_Task requirements_.
Answer these questions from the news item on flavored tobacco resolutions:
(a) What was the vote count when the Bronson Town Council adopted its resolution on April 15th?
(b) What school did SWAT member Casey Ranalli attend?
(c) What was the vote count in the Williston City Council on April 16th?

-------- Selected text

News and Events

Flavored Tobacco Resolutions adopted in the City of Williston, Town of Bronson, and Town of Inglis
June 1, 2013

In a whirlwind of activity, members of the Levy County Students Working Against Tobacco (SWAT) program presented information about how flavored tobacco targets teenagers to decision makers for the Town of Bronson and the City of Williston. Additionally, the Chair of the Tobacco Free Partnership (TFP) of Levy County contacted decision makers for the Town of Inglis and educated them about these deceptive tobacco products, which have been proven to encourage youth to try tobacco. These education activities resulted in three flavored tobacco resolutions being adopted in a very short span of time.

On April 15th, the Bronson Town Council voted 3-0 to proclaim a resolution asking retailers to remove flavored tobacco products from the view of children, which was in line with a discussion that they had at a meeting on March 5th, where senior SWAT members Ansley Pentz (Chiefland High School) and Casey Ranalli (Bronson High School) presented compelling facts and shared samples of flavored tobacco products with the council members. The students educated the council about flavored tobacco products, noting how the bright coloring of the packaging, fruity flavors and even the package designs themselves, are all tobacco industry tactics intended to encourage teenagers to use tobacco products. “They come in all kinds of flavors – mint, strawberry, vanilla, [and] fruity flavors,” says Casey Ranalli. “The packaging colors are bright and vibrant”.

Bronson Town Council

In a television interview for GTN News, Bronson Vice-Mayor Berlon Weeks said, “What really sold it to me on the council was that they’re starting to do nicotine in these little orbs and flavor strips like you do your Listerine, and if that’s not just to hook people on nicotine, I don’t see any other reason for that”. Vice-Mayor Weeks also hinted that Bronson may be interested in taking the resolution a step further: “We’re going to have them remove the tobacco from the front of the shelves, so when you go into the impulse buying section of the convenience stores, the tobacco is not right there”. He did note that this step would be in the future and after several meetings with everyone who would be impacted.

Camel Orbs

Literally one day after Bronson voted to pass their resolution, on April 16th, the Williston City Council voted 5-0 in favor of passing a similar resolution urging retailers to stop the sale and marketing of flavored tobacco products. This time, SWAT member Ansley Pentz was joined by Jared Worley (8th Grade, Williston Middle School) and Christian Aracena (10th Grade, Chiefland High School), as they delivered a presentation to educate the council members about the impact these flavored tobacco products have on youth as well as the fact that these products are often used as drug paraphernalia for marijuana.

----------------
-------- Data rows

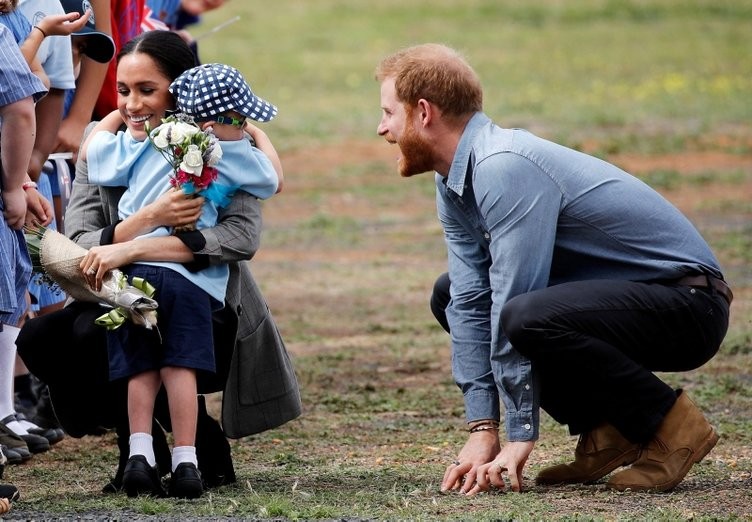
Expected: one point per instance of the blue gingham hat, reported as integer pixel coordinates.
(211, 89)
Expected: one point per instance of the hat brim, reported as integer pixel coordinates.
(99, 46)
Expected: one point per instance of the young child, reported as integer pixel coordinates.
(19, 89)
(219, 95)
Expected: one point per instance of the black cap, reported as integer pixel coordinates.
(99, 46)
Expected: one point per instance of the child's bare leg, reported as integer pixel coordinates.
(142, 392)
(139, 476)
(181, 395)
(180, 384)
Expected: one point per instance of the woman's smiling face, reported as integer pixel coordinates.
(143, 94)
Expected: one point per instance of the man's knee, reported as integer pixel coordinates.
(440, 300)
(520, 320)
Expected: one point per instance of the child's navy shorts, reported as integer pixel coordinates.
(184, 320)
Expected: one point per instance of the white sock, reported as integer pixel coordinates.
(182, 454)
(17, 428)
(142, 444)
(7, 367)
(28, 425)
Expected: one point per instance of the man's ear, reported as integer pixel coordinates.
(426, 112)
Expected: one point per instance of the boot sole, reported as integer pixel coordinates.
(708, 444)
(624, 459)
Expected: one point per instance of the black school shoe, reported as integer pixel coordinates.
(186, 482)
(141, 479)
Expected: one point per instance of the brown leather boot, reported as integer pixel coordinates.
(683, 438)
(598, 453)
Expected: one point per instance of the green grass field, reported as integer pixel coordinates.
(350, 250)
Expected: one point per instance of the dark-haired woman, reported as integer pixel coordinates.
(246, 340)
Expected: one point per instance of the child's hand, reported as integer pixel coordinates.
(63, 25)
(14, 202)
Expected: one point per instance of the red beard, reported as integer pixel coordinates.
(417, 154)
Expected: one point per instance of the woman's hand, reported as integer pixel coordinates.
(64, 24)
(510, 460)
(14, 201)
(173, 209)
(98, 260)
(480, 448)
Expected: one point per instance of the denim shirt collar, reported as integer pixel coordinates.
(458, 170)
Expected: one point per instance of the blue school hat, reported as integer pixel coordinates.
(208, 90)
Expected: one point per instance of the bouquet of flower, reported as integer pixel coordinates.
(58, 258)
(190, 151)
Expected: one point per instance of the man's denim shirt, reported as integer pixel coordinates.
(521, 213)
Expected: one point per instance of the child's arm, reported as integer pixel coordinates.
(265, 145)
(110, 123)
(16, 143)
(52, 25)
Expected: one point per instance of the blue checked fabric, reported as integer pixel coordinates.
(212, 89)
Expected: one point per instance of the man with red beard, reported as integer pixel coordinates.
(570, 282)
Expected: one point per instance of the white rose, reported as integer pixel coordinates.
(160, 140)
(183, 130)
(215, 155)
(193, 162)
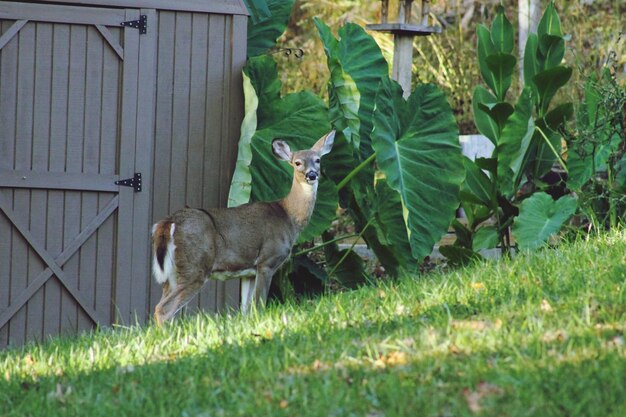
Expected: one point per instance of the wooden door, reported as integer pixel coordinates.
(75, 118)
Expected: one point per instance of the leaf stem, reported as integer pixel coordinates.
(558, 157)
(345, 255)
(314, 248)
(355, 171)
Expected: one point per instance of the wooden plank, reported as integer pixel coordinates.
(61, 260)
(143, 163)
(197, 128)
(22, 157)
(214, 130)
(73, 166)
(221, 6)
(87, 273)
(215, 100)
(163, 123)
(60, 14)
(180, 111)
(45, 256)
(235, 117)
(58, 180)
(237, 59)
(123, 284)
(8, 92)
(57, 110)
(109, 148)
(163, 127)
(11, 32)
(58, 135)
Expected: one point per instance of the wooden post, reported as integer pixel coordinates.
(403, 33)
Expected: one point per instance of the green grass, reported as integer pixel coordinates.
(540, 335)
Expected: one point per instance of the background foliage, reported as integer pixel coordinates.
(592, 31)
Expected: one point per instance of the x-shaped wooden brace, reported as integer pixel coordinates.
(55, 264)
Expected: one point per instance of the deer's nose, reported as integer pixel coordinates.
(311, 175)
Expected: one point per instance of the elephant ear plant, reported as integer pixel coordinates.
(395, 167)
(507, 190)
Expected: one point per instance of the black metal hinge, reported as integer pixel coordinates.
(141, 24)
(134, 182)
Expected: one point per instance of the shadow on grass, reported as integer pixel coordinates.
(347, 369)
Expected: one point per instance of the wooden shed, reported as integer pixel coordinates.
(113, 113)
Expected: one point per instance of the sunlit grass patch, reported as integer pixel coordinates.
(542, 335)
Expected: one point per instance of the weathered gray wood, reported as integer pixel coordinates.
(123, 284)
(77, 241)
(11, 32)
(57, 110)
(57, 204)
(23, 152)
(162, 134)
(220, 7)
(109, 148)
(195, 147)
(238, 60)
(60, 14)
(58, 180)
(180, 111)
(140, 276)
(217, 93)
(87, 273)
(45, 256)
(106, 34)
(408, 29)
(74, 166)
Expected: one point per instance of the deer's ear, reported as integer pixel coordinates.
(281, 150)
(325, 143)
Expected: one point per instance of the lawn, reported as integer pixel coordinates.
(541, 335)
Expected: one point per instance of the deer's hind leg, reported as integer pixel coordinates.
(174, 299)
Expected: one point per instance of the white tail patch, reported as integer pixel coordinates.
(168, 273)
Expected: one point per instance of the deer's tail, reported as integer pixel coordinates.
(163, 247)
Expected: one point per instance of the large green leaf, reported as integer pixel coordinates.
(541, 217)
(548, 83)
(343, 92)
(501, 66)
(547, 149)
(550, 23)
(417, 147)
(241, 184)
(514, 143)
(477, 188)
(262, 34)
(300, 119)
(499, 112)
(483, 120)
(502, 32)
(531, 64)
(361, 58)
(356, 65)
(552, 50)
(258, 10)
(392, 231)
(485, 47)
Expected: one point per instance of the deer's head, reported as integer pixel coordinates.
(305, 163)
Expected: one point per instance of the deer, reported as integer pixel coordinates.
(250, 241)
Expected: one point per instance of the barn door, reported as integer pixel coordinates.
(74, 124)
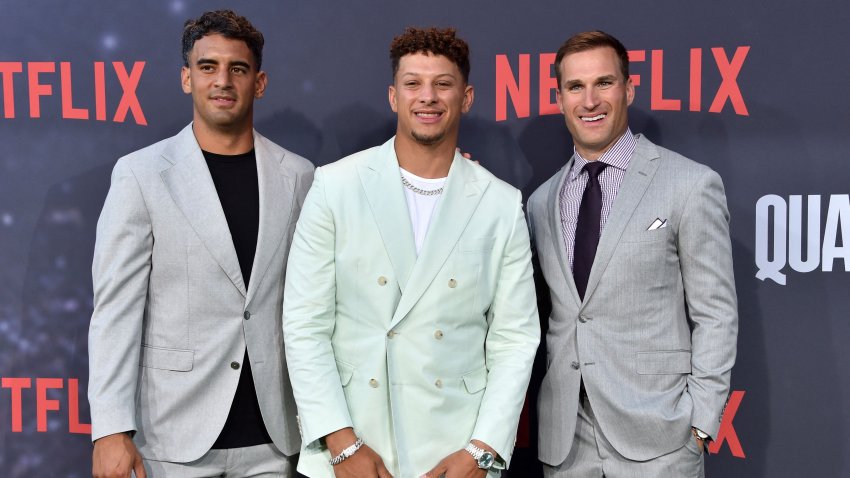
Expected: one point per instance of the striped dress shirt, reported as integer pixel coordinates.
(617, 158)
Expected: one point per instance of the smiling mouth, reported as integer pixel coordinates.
(591, 119)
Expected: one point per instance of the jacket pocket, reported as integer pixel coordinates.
(475, 381)
(663, 362)
(345, 370)
(178, 360)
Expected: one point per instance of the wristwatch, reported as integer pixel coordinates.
(484, 458)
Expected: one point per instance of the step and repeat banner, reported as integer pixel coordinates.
(757, 92)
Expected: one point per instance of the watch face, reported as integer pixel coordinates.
(486, 460)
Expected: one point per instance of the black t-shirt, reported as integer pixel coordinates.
(235, 179)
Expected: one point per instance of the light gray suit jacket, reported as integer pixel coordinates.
(655, 337)
(171, 312)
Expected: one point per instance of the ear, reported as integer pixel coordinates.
(392, 98)
(260, 84)
(468, 98)
(558, 100)
(185, 80)
(630, 91)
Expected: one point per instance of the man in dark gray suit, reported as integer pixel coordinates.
(186, 362)
(633, 242)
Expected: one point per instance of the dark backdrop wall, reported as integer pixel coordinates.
(756, 91)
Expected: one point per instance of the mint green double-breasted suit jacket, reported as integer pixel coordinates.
(418, 354)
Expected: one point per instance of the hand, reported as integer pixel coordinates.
(459, 464)
(115, 456)
(364, 463)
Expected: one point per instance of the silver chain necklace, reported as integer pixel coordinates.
(422, 192)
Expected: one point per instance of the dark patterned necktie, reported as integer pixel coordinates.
(587, 226)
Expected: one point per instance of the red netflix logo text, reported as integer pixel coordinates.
(19, 388)
(38, 73)
(516, 83)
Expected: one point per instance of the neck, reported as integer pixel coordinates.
(426, 161)
(224, 141)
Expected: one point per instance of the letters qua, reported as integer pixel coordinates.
(788, 233)
(40, 77)
(514, 77)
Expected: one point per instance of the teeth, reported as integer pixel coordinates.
(598, 117)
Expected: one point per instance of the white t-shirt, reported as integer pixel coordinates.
(420, 206)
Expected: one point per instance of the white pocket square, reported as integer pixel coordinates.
(657, 224)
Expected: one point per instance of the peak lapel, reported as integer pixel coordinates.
(381, 182)
(554, 202)
(192, 189)
(461, 195)
(277, 196)
(639, 174)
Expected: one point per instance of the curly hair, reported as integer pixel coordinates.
(592, 40)
(226, 23)
(435, 41)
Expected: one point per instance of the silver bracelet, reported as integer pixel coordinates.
(347, 452)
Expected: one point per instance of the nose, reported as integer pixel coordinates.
(427, 94)
(223, 78)
(590, 99)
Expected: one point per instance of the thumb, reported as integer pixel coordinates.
(139, 468)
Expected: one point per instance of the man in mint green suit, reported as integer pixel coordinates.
(409, 317)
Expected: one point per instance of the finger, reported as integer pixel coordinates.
(139, 468)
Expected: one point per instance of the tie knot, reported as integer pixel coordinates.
(593, 168)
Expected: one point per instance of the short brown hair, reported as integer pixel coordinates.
(432, 40)
(590, 41)
(226, 23)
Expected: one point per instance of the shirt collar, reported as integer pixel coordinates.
(618, 155)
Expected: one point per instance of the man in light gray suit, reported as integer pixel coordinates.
(187, 370)
(633, 242)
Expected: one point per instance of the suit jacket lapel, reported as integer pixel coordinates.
(382, 186)
(277, 197)
(556, 227)
(192, 189)
(639, 174)
(461, 195)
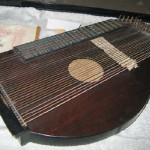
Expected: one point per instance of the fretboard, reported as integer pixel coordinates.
(56, 42)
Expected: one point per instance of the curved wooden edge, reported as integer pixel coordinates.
(29, 136)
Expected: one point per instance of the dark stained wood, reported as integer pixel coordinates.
(104, 108)
(108, 106)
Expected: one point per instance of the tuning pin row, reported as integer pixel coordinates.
(136, 22)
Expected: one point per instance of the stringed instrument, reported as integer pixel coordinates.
(91, 82)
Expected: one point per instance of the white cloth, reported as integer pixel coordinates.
(135, 137)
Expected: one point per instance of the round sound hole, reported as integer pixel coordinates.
(85, 70)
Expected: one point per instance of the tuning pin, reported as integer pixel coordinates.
(120, 17)
(131, 19)
(127, 19)
(135, 20)
(123, 18)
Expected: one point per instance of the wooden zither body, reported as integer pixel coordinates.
(91, 82)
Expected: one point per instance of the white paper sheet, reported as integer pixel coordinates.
(135, 137)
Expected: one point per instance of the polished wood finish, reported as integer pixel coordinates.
(108, 106)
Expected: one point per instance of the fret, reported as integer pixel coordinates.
(106, 25)
(89, 31)
(102, 27)
(93, 29)
(82, 30)
(49, 44)
(98, 29)
(78, 34)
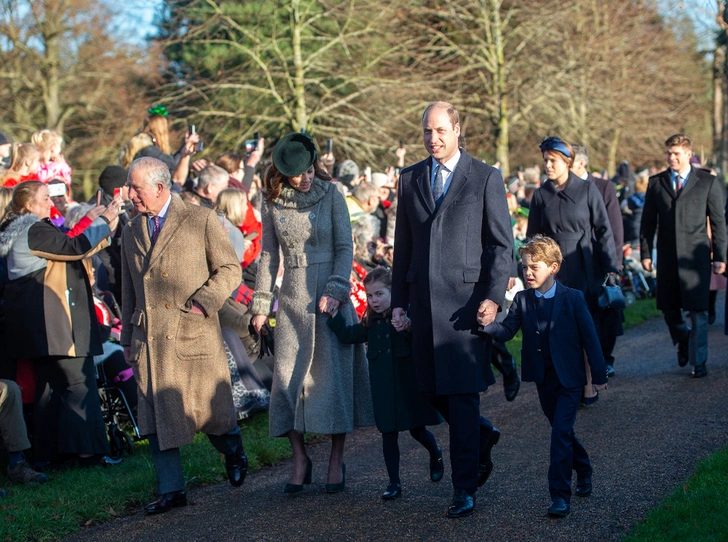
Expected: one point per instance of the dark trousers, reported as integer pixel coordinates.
(469, 432)
(697, 334)
(168, 464)
(67, 414)
(559, 404)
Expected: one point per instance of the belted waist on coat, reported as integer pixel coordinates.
(304, 260)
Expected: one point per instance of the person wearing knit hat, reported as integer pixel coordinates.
(347, 172)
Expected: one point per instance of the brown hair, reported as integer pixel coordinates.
(22, 153)
(381, 275)
(452, 113)
(229, 161)
(157, 127)
(554, 153)
(140, 141)
(679, 140)
(46, 139)
(23, 194)
(234, 204)
(273, 179)
(542, 249)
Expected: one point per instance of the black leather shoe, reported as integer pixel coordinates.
(297, 488)
(486, 463)
(463, 504)
(583, 486)
(559, 508)
(682, 353)
(437, 467)
(338, 488)
(166, 502)
(236, 466)
(394, 491)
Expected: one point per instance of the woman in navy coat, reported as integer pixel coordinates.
(571, 211)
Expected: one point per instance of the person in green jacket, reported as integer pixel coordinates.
(398, 405)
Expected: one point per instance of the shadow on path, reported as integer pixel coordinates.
(644, 437)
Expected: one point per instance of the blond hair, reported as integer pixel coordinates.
(542, 249)
(140, 141)
(234, 204)
(158, 128)
(46, 139)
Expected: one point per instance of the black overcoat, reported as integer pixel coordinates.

----------------

_The completed task_.
(a) 3-0
(b) Bronson High School
(c) 5-0